═════ 页面摘录

【深度学习】如何从结构出发更好的改进一个神经网络

文章目录 1 降采样和升采样 2 UNet++模型诞生 3 参数多了是导致UNet++比UNet好吗 4 一些思路 5 改进卷积结构 5.1 转置卷积 5.2 空洞卷积 5.3 Depth-wise Convolution 5.4 MBConv 5.5 高效的Unet 5.6 基于keras的代码实现 1 降采样和升采样

第一个问题: 降采样对于分割网络到底是不是必须的？问这个问题的原因就是，既然输入和输出都是相同大小的图，为什么要折腾去降采样一下再升采样呢？

理论回答是这样的: 降(下)采样的理论意义，它可以增加对输入图像的一些小扰动的鲁棒性，比如图像平移，旋转等，减少过拟合的风险，降低运算量，和增加感受野的大小。升(上)采样的最大的作用其实就是把抽象的特征再还原解码到原图的尺寸，最终得到分割结果。如下图所示: 浅层结构可以抓取图像的一些简单的特征，比如边界，颜色，而深层结构因为感受野大了，而且经过的卷积操作多了，能抓取到图像的一些说不清道不明的抽象特征，讲的越来越玄学了，总之，浅有浅的侧重，深有深的优势.

多深才好?U-Net为什么只在4层以后才返回去?问题实际是这样的，下图所示，既然 X1,0 、X2,0、 X3,0 、X4,0所抓取的特征都很重要，为什么我非要降到 X4,0 层了才开始上采样回去呢？

2 UNet++模型诞生

这个综合长连接和短连接的方案就是作者他们在MICCAI中发表的UNet++,也就是说这里的短连接是为了使模型能够得到训练,然后长连接是获得更多信息.

══════════
═════ 原始数据

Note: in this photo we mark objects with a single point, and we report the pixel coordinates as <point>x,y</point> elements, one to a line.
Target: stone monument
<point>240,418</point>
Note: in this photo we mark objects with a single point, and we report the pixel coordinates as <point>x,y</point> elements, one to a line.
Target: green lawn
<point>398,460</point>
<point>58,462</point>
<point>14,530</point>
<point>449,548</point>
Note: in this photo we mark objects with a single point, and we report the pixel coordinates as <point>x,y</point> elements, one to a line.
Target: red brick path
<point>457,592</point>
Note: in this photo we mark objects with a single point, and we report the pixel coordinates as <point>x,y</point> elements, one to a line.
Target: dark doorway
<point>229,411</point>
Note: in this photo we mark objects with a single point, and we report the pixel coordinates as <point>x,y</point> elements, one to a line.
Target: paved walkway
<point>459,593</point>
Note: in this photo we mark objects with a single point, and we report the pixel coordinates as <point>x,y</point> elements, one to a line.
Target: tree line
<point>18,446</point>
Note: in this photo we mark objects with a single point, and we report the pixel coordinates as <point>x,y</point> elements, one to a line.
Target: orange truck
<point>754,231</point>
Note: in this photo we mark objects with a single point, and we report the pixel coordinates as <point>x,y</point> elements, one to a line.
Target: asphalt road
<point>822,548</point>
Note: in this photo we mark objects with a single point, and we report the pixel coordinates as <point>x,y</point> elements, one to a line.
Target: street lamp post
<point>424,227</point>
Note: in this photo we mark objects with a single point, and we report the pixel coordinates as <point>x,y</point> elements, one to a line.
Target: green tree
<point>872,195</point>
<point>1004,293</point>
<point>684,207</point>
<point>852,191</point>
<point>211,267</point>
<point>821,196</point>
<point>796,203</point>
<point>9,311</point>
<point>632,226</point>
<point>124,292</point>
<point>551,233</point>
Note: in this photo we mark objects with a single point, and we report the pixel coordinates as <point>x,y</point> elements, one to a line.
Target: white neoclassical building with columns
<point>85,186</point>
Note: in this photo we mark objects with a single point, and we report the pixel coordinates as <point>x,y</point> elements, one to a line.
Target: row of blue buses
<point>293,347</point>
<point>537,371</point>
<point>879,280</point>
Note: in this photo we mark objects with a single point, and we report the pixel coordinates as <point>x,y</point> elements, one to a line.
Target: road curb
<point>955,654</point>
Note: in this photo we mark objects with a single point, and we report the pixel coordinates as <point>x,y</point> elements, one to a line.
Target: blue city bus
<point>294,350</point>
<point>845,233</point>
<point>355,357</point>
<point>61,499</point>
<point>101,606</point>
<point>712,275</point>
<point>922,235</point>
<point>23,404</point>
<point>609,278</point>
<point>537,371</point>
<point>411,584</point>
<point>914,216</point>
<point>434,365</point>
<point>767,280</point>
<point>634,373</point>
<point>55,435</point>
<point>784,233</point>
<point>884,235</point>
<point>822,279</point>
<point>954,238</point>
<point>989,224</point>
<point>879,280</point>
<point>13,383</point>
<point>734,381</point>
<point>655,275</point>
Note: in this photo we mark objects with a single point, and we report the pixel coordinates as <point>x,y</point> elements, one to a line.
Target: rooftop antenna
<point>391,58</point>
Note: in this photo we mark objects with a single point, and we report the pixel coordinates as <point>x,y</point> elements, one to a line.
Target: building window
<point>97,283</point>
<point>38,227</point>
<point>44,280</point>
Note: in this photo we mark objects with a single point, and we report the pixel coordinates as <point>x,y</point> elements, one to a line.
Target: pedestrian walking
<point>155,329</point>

══════════

__任务要求 1__
从页面摘录中原样复制一段文字：从含有“文章目录 1 降采样和升采样”的地方开始，到“X3,0 、X4,0所抓取的特征都很重要，为什么我非要降到 X4,0 层了才开始上采样回去呢？”之后结束。
__任务要求 2__
筛选出清单里所有含有字符串“green”的行，逐行原样列出。
页面摘录和清单分别出自不同的来源。

__书面回答 1__
文章目录 1 降采样和升采样 2 UNet++模型诞生 3 参数多了是导致UNet++比UNet好吗 4 一些思路 5 改进卷积结构 5.1 转置卷积 5.2 空洞卷积 5.3 Depth-wise Convolution 5.4 MBConv 5.5 高效的Unet 5.6 基于keras的代码实现 1 降采样和升采样

第一个问题: 降采样对于分割网络到底是不是必须的？问这个问题的原因就是，既然输入和输出都是相同大小的图，为什么要折腾去降采样一下再升采样呢？

理论回答是这样的: 降(下)采样的理论意义，它可以增加对输入图像的一些小扰动的鲁棒性，比如图像平移，旋转等，减少过拟合的风险，降低运算量，和增加感受野的大小。升(上)采样的最大的作用其实就是把抽象的特征再还原解码到原图的尺寸，最终得到分割结果。如下图所示: 浅层结构可以抓取图像的一些简单的特征，比如边界，颜色，而深层结构因为感受野大了，而且经过的卷积操作多了，能抓取到图像的一些说不清道不明的抽象特征，讲的越来越玄学了，总之，浅有浅的侧重，深有深的优势.

多深才好?U-Net为什么只在4层以后才返回去?问题实际是这样的，下图所示，既然 X1,0 、X2,0、 X3,0 、X4,0所抓取的特征都很重要，为什么我非要降到 X4,0 层了才开始上采样回去呢？

__书面回答 2__
Target: green lawn
Target: green tree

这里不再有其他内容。